* _Latihan_:
Salin secara persis bagian artikel tentang Museum Surabaya di bawah ini, yaitu bagian yang dibuka dengan kata-kata berisi "Nanang Purwono  ;  Wakil" dan ditutup dengan "Ke-722 Kota Surabaya.".

Museum Surabaya dan Institut Penelitian Kerajaan Belanda

Museum Surabaya

dan Institut Penelitian Kerajaan Belanda

Nanang Purwono  ;  Wakil Pemimpin Redaksi JTV
JAWA POS, 06 Mei 2015

                                                                                                                                                           
                                                                                                                                                           

HORE... hore…! Begitulah sorak gembira warga Surabaya setelah Pemerintah Kota Surabaya meresmikan museum baru yang diberi nama Museum Surabaya. Museum yang beralamat di Jalan Tunjungan 1 tersebut menambah jumlah museum sebelumnya seperti Museum 10 November, Museum Maritim, Museum Kesehatan, House of Sampoerna, Museum Bank Mandiri, dan Museum Bank Indonesia. Museum Surabaya diresmikan pada 3 Mei 2015 dalam rangkaian peringatan HUT Ke-722 Kota Surabaya.

* _Data tercatat_:
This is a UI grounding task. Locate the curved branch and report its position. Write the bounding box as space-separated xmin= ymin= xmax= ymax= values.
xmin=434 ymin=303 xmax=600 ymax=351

* _Jawaban tertulis_:
Nanang Purwono  ;  Wakil Pemimpin Redaksi JTV
JAWA POS, 06 Mei 2015

                                                                                                                                                           
                                                                                                                                                           

HORE... hore…! Begitulah sorak gembira warga Surabaya setelah Pemerintah Kota Surabaya meresmikan museum baru yang diberi nama Museum Surabaya. Museum yang beralamat di Jalan Tunjungan 1 tersebut menambah jumlah museum sebelumnya seperti Museum 10 November, Museum Maritim, Museum Kesehatan, House of Sampoerna, Museum Bank Mandiri, dan Museum Bank Indonesia. Museum Surabaya diresmikan pada 3 Mei 2015 dalam rangkaian peringatan HUT Ke-722 Kota Surabaya.